**Required work:**
- 1) List every parameter of the function descente_gradiente as it is given in the Titanic regression thread.
- 2) In the Titanic regression thread, which single feature did the poster use to try to predict the survivors?
- 3) Translate this sentence from the Titanic regression thread into French: "Please post a screenshot of plotting the loss vs epochs."

**Reading text:**
════════════════

Issues while trying to use a simple Linear Regression on Titanic Competition on Kaggle

Hello there

I’m new to the ML word, and i’m following diligently the course of AI specialization after studying “Ai For everyone”

At the end of week 1, we learned about linear regression and Gradient Descent, so i thought that i’ll give a try to one of the most famous Kaggle competition : Titanic

I was hoping to submit my results while trying to predict the survivors with only one feature : the ticket class which seemed like a poor idea, but i wanted to give it a try :slight_smile:

I imported the CSV thanks to this course
Created 2 simple function : one called creer_gradient_derive(x,y,w,b) and one called
descente_gradiente(x_train, y_train, alpha, num_iter) where w and b are setted to 0 inside (the name of these 2 functions are in french sorry)

When i tried to launch the code, i have this error message

/var/folders/17/lx_03r5n7sz1dnwklfw0vbxm0000gp/T/ipykernel_42390/230204310.py:10: RuntimeWarning: overflow encountered in scalar add
  dj_dw = dj_dw + dj_dw_i
/var/folders/17/lx_03r5n7sz1dnwklfw0vbxm0000gp/T/ipykernel_42390/230204310.py:11: RuntimeWarning: overflow encountered in scalar add
  dj_db += dj_db_i
/var/folders/17/lx_03r5n7sz1dnwklfw0vbxm0000gp/T/ipykernel_42390/230204310.py:7: RuntimeWarning: invalid value encountered in scalar multiply
  f_wb = w * x[i] + b
(np.float64(nan), np.float64(nan))

I’m not a developer but I’m learning python in the past and i’m enjoying diving in the code and understanding ML more than i though :smiley:
Still, i’m facing some issues that I can’t seem to be able to understand the issue after a search on the internet like on stackoverflow

Does anyone can help me to sort it out please ?

  1. If you’re building a neural network it’s best not to initialize all weights and biases to 0 for symmetry breaking
  2. It’s unclear if your implementation of gradient descent is correct. Even if it’s correct it’s possible your gradients, updated weights and/or updated biases are out of the range of (-1.7 \times 10^{308}, 1.7 \times 10^{308}) because of ‘exploding gradients’ - if your initial weights/biases are extremely far from the optimal weights/biases, the gradient becomes extremely large - this leads to extremely large weight/bias updates that are even futher away, which further leads to larger gradients, larger weight updates that are even further away, …

Please post a screenshot of plotting the loss vs epochs.

════════════════

**Extracted data:**
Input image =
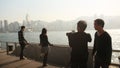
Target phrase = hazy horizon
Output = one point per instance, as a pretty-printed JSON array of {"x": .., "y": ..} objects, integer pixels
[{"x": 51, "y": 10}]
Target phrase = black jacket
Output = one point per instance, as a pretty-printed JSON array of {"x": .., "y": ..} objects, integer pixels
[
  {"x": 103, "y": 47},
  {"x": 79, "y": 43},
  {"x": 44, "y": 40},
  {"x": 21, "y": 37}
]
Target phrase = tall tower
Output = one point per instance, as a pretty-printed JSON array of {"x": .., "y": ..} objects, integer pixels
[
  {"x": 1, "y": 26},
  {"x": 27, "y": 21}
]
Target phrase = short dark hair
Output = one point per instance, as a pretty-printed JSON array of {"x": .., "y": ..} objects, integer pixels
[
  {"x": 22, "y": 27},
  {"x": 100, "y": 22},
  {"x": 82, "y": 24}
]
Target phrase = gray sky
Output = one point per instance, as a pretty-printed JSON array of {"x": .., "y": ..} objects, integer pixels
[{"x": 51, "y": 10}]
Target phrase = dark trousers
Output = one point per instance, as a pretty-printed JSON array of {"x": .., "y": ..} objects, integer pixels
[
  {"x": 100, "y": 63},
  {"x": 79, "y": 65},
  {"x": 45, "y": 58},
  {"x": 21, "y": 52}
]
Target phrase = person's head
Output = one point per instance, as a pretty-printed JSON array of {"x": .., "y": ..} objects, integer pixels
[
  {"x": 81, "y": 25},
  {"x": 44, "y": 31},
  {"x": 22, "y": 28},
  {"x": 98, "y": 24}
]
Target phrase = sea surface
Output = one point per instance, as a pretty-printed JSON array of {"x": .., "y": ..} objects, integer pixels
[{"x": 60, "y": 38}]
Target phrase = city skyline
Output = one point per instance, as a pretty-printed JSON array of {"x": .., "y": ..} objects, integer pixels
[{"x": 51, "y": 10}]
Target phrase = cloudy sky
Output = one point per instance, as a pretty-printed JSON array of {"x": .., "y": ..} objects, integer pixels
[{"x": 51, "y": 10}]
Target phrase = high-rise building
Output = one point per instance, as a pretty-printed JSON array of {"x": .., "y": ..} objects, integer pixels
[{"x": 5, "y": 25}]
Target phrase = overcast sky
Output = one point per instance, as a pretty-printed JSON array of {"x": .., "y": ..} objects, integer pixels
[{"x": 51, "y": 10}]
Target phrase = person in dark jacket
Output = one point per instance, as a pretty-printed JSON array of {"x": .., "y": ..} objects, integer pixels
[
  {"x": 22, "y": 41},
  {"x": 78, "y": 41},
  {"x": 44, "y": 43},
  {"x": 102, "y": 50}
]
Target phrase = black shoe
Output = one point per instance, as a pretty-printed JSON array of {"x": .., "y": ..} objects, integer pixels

════════════════

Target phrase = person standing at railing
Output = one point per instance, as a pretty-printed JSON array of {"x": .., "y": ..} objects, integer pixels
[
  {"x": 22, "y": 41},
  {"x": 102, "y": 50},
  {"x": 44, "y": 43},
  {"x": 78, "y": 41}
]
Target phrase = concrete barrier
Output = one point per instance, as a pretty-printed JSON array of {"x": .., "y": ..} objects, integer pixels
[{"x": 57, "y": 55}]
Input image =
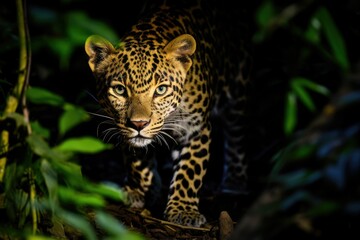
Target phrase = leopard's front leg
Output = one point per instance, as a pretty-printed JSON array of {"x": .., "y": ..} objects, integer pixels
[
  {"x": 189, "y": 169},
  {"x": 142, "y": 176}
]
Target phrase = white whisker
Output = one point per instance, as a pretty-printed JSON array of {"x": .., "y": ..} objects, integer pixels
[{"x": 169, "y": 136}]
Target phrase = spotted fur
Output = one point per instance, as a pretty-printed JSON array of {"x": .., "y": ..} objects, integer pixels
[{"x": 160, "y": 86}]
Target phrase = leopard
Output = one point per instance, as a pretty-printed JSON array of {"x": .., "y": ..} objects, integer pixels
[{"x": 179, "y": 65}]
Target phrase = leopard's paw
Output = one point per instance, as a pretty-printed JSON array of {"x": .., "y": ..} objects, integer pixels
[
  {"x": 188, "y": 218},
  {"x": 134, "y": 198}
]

════════════════

**Responses to the exercise:**
- 1) x_train, y_train, alpha, num_iter

- 2) The ticket class.

- 3) Veuillez publier une capture d'écran du graphique de la perte en fonction des époques.